**Cosa fare**
A – Indica se ciascuna delle affermazioni (i), (ii) e (iii) concorda con il brano sul traffico di specie selvatiche, rispondendo sì o no e citando alla lettera le parole del brano che lo stabiliscono. (i) Il teak è citato in relazione all'industria navale. (ii) Per tutti i preparati della medicina tradizionale è stato verificato un effetto. (iii) Il traffico di queste piante e di questi animali è sempre illegale.
B – Ricopia dal brano sul traffico di specie selvatiche il passo compreso tra "Questo per fare" e "sono così importanti?", estremi inclusi.

**Brano di lettura**
◇ ◇ ◇ ◇

Perché il traffico di specie selvatiche?

Questo per fare qualche esempio sulle specie. Che dire degli usi? Perché queste piante e questi animali sono così intensamente oggetto del traffico, a volte anche legale, a volte del tutto illegale? Le ragioni sono svariate, perché si va dall’arredamento o, come nel caso del teak, all’industria navale, all’alimentazione, al desiderio di uno status symbol rappresentato da un animale da compagnia o da un pranzo esotico. È innegabile che torni più volte, di pagina in pagina, un ruolo forte anche della medicina tradizionale (non solo cinese) che, con i suoi ingredienti, sta mettendo in seria difficoltà diverse specie. Di fronte a questi impieghi variegati ma, verrebbe da dire, un po’ futili o quantomeno leggeri (per molti preparati della medicina tradizionale non è stato verificato alcun effetto), sorge spontanea la domanda: chi compra questi animali o derivati? Perché sono così importanti?

◇ ◇ ◇ ◇

**Voci del dataset**

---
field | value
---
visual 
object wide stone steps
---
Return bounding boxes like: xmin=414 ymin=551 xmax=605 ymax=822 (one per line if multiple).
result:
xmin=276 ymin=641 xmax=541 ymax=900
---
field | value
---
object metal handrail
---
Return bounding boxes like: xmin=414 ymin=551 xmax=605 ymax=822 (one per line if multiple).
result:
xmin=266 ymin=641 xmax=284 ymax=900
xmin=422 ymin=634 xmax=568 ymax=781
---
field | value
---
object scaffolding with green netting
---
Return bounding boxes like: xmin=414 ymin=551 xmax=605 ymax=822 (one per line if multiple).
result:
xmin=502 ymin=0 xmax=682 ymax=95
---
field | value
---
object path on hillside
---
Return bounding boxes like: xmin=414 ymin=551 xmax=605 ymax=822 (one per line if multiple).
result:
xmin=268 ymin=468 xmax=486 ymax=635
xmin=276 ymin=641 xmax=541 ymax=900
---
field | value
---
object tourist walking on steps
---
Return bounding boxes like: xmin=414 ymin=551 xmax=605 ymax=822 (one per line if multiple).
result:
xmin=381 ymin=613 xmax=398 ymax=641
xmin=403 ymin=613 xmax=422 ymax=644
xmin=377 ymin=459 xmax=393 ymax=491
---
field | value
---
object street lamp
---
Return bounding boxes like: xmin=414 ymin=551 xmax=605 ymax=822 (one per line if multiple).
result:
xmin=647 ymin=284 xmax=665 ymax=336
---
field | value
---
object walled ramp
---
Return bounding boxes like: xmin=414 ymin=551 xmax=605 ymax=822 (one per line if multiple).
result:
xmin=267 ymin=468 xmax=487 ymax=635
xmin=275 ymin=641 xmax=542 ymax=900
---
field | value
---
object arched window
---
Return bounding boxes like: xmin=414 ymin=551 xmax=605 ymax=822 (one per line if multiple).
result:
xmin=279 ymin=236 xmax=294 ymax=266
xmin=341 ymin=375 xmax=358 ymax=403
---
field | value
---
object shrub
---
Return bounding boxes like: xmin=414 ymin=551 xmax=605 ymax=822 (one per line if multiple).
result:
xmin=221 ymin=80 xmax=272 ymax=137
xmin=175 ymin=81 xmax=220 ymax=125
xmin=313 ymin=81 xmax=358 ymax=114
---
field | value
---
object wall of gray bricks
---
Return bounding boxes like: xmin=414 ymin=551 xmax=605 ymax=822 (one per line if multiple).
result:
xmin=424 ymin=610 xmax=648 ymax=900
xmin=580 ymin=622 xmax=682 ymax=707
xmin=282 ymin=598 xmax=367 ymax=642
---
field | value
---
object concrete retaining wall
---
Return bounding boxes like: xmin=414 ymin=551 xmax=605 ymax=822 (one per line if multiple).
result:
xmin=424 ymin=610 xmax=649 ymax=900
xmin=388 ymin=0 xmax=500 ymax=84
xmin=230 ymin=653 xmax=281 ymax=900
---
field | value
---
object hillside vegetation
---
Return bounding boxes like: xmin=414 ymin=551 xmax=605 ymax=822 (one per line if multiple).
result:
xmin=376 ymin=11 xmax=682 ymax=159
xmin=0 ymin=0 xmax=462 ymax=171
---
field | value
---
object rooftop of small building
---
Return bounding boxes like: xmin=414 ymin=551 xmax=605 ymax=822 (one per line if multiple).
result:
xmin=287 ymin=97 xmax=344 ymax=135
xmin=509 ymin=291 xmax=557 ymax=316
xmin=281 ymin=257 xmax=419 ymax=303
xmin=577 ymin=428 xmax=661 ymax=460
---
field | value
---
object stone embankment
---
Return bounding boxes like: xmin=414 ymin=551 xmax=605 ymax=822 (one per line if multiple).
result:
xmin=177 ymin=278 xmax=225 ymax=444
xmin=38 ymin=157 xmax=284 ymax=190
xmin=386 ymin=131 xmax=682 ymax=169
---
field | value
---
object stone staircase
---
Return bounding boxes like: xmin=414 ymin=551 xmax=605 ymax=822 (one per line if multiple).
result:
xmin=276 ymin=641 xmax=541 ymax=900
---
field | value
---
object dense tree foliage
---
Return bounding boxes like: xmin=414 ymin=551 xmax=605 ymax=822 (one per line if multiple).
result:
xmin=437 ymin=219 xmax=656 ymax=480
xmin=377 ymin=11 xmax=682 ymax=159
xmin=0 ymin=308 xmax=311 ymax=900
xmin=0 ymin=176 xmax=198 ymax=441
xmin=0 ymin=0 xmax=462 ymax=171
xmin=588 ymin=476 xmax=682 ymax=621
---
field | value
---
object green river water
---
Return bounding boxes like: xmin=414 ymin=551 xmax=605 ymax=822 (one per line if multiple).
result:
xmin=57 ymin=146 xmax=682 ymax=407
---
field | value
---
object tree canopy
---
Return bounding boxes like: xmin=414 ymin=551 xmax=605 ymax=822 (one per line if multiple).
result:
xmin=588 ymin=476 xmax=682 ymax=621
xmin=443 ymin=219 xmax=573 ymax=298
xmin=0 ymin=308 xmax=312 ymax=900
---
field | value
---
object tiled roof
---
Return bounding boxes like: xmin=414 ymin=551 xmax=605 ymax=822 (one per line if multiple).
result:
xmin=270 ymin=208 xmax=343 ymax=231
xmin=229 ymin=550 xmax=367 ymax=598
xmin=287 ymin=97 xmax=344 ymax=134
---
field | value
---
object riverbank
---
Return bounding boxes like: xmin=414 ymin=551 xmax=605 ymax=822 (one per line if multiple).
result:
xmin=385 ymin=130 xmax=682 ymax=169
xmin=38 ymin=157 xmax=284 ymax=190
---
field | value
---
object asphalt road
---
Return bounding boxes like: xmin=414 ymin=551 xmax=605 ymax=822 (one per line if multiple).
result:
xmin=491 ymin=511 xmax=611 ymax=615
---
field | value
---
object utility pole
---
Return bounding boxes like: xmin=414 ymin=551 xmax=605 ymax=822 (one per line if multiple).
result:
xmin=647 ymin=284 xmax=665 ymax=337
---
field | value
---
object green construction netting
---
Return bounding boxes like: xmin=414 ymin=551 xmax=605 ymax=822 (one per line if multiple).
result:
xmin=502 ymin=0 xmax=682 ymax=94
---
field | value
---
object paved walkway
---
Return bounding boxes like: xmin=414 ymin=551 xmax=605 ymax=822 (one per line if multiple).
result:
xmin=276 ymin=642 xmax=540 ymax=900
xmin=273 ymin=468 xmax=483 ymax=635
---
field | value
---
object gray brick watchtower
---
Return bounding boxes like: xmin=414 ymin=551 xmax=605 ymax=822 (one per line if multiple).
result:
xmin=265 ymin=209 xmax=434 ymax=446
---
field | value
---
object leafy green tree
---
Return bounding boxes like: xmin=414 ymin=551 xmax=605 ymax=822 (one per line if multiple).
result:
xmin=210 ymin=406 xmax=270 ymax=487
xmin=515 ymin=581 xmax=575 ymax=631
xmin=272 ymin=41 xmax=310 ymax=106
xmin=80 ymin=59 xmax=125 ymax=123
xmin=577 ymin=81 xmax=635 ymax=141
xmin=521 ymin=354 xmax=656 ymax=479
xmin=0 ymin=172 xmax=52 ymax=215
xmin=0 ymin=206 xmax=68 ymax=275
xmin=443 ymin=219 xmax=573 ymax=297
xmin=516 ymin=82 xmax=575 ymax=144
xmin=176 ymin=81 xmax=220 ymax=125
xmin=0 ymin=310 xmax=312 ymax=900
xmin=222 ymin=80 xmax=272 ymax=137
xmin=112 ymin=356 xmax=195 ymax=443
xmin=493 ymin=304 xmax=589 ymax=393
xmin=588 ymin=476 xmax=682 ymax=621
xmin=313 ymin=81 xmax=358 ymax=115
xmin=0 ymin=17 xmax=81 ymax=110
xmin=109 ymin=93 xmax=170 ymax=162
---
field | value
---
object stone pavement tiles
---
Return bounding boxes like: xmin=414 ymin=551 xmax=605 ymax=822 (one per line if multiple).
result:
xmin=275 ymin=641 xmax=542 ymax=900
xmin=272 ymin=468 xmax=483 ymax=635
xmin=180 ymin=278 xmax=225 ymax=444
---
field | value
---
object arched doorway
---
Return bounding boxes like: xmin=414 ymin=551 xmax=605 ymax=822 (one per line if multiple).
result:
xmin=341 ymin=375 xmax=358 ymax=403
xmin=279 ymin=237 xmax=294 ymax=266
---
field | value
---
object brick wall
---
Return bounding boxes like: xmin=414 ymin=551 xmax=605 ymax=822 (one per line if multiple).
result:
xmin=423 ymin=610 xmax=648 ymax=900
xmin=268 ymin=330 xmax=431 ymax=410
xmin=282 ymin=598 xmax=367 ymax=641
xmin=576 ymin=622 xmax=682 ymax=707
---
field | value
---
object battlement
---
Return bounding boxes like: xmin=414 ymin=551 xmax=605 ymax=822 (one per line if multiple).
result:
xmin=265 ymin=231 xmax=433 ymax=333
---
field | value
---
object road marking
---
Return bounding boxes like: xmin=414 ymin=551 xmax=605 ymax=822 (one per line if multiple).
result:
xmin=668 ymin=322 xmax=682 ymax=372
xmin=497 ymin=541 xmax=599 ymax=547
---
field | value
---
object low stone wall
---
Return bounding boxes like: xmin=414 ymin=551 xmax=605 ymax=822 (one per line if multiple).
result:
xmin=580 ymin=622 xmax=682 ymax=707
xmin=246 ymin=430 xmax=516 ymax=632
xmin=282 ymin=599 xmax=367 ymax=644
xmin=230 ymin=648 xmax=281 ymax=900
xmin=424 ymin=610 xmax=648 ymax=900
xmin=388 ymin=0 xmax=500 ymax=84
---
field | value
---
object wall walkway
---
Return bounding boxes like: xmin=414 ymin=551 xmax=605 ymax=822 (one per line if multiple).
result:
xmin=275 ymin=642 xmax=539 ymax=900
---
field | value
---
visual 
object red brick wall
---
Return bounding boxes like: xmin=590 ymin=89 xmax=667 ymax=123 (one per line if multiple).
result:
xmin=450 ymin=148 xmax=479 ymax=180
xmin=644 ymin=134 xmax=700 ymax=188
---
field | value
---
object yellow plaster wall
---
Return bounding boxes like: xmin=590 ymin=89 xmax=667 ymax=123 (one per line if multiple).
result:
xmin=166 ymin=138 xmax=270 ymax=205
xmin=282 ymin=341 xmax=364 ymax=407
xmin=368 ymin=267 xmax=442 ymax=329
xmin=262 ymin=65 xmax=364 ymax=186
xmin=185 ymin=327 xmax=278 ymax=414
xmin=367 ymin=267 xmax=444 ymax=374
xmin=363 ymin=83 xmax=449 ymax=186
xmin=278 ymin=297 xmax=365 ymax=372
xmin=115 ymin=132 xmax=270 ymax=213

◇ ◇ ◇ ◇

**Soluzioni**
A –
(i) Sì: "come nel caso del teak, all’industria navale"
(ii) No: "per molti preparati della medicina tradizionale non è stato verificato alcun effetto"
(iii) No: "a volte anche legale, a volte del tutto illegale"

B –
Questo per fare qualche esempio sulle specie. Che dire degli usi? Perché queste piante e questi animali sono così intensamente oggetto del traffico, a volte anche legale, a volte del tutto illegale? Le ragioni sono svariate, perché si va dall’arredamento o, come nel caso del teak, all’industria navale, all’alimentazione, al desiderio di uno status symbol rappresentato da un animale da compagnia o da un pranzo esotico. È innegabile che torni più volte, di pagina in pagina, un ruolo forte anche della medicina tradizionale (non solo cinese) che, con i suoi ingredienti, sta mettendo in seria difficoltà diverse specie. Di fronte a questi impieghi variegati ma, verrebbe da dire, un po’ futili o quantomeno leggeri (per molti preparati della medicina tradizionale non è stato verificato alcun effetto), sorge spontanea la domanda: chi compra questi animali o derivati? Perché sono così importanti?